■ DOCUMENT TEXT:
Finish describing pdqsort improvements

1 files changed, 31 insertions, 10 deletions

diff --git a/implementation/primitive/sort.md b/implementation/primitive/sort.md
index 8a5c99e7..2a1c0c27 100644
--- a/implementation/primitive/sort.md
+++ b/implementation/primitive/sort.md
@@ -30,9 +30,9 @@ For **Bins**, use a branching binary search: see [On binary search](#on-binary-s
 
 The name of the game here is "branchless".
 
-Sorting algorithms of interest are counting sort and [pdqsort](https://github.com/orlp/pdqsort) (some improvements of my own to be described here later). However, these are both unusable for Grade.
+For sorting the best general algorithm I know of is a hybrid of pdqsort with counting sort, described below. I've found some improvements to pdqsort, but they all maintain its basic strategy and pattern-defeating nature, so I think the name still fits.
 
-For small-range Grade, counting sort must be replaced with bucket sort, at a significant performance cost. I don't have any method I'm happy with for other data. Stabilizing pdqsort by sorting the indices at the end is possible but slow. [Wolfsort](https://github.com/scandum/wolfsort) is a hybrid radix/merge sort that might be better.

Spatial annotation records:
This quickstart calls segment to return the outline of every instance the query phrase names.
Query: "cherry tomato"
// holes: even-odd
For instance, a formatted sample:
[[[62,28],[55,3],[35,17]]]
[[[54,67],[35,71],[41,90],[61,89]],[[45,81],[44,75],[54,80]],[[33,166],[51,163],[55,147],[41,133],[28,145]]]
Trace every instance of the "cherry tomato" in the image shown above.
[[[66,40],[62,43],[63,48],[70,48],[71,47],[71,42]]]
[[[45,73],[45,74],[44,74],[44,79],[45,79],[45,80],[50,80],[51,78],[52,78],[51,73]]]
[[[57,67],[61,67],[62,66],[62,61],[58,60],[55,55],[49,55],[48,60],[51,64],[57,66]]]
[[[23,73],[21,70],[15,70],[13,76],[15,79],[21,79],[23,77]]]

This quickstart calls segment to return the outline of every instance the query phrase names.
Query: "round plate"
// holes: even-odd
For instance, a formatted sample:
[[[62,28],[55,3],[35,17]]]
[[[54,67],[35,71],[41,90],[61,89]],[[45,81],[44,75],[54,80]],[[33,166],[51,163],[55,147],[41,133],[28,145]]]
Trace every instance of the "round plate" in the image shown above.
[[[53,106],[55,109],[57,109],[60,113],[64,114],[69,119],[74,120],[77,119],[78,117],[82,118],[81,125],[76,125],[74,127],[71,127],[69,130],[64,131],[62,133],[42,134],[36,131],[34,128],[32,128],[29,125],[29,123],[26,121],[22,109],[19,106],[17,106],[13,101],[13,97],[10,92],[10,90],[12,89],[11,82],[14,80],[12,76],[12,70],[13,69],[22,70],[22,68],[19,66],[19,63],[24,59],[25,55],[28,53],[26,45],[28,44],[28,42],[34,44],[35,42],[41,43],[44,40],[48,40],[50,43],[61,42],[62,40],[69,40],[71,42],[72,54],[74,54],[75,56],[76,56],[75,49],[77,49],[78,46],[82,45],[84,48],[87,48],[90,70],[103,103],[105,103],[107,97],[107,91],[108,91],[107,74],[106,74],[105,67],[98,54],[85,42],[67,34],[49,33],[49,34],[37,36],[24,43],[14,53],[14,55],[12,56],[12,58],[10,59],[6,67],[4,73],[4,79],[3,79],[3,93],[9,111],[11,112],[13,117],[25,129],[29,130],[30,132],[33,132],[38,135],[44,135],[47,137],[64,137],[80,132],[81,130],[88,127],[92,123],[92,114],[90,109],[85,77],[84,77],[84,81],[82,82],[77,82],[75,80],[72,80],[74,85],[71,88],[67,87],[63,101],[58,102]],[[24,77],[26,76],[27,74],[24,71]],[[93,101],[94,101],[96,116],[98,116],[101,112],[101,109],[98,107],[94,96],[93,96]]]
* * *
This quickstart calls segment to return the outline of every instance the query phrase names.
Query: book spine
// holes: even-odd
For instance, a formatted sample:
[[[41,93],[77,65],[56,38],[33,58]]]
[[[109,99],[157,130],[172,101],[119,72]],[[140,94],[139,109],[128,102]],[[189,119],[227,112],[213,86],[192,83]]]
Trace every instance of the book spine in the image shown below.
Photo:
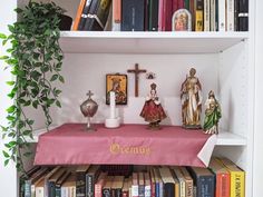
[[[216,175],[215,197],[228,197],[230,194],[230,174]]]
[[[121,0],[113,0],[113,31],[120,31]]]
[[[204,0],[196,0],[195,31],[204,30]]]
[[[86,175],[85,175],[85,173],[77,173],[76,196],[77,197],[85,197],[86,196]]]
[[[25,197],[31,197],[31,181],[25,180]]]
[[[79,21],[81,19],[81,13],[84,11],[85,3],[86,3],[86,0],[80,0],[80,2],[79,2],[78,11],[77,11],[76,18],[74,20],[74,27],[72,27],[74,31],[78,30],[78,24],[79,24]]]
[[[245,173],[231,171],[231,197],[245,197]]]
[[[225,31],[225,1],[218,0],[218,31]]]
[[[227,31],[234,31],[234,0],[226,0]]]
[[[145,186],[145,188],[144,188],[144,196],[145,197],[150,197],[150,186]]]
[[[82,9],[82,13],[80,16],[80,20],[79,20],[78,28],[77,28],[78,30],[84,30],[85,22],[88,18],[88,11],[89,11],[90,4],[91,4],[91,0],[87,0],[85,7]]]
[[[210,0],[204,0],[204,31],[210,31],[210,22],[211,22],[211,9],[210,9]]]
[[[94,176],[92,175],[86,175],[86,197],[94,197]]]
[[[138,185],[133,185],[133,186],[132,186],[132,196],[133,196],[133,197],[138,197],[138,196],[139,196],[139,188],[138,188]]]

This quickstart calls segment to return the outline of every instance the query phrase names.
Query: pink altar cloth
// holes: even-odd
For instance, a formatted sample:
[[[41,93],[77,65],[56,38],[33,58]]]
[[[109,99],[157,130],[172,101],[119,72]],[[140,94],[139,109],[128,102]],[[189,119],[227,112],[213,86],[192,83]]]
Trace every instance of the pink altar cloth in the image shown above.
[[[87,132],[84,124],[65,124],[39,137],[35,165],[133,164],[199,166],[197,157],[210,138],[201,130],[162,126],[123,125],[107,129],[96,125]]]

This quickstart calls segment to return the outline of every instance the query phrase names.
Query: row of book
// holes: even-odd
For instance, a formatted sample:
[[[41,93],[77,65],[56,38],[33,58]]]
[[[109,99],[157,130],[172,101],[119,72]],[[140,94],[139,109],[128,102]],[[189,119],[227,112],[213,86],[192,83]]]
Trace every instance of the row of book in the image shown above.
--
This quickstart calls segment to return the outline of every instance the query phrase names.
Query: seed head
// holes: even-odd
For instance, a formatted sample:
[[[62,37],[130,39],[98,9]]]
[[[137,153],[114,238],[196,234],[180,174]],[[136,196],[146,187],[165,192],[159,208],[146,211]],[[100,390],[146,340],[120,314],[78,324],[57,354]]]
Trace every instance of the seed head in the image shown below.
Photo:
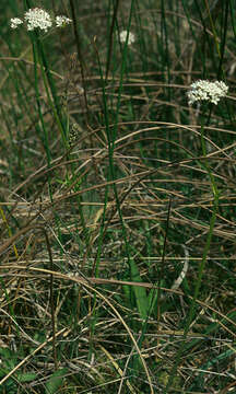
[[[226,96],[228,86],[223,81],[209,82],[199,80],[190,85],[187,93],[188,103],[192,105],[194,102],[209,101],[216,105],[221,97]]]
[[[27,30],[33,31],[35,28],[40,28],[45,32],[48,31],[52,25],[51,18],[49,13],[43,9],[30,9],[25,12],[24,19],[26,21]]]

■ OBJECTIVE 1:
According to the pdqsort diff, why does the author still think the name pdqsort fits the improved algorithm?
■ OBJECTIVE 2:
Turn the paragraph in the pdqsort diff that begins "For small-range Grade" into a short bulleted list that keeps its main facts.

■ SOLUTION 1:
The author says the improvements they found all keep pdqsort's basic strategy and its pattern-defeating nature, so the name still applies.

■ SOLUTION 2:
- For small-range Grade, bucket sort must replace counting sort, at a significant performance cost.
- The author has no method they are happy with for other data.
- Stabilizing pdqsort by sorting the indices at the end is possible but slow.
- Wolfsort, a hybrid radix/merge sort, might be better.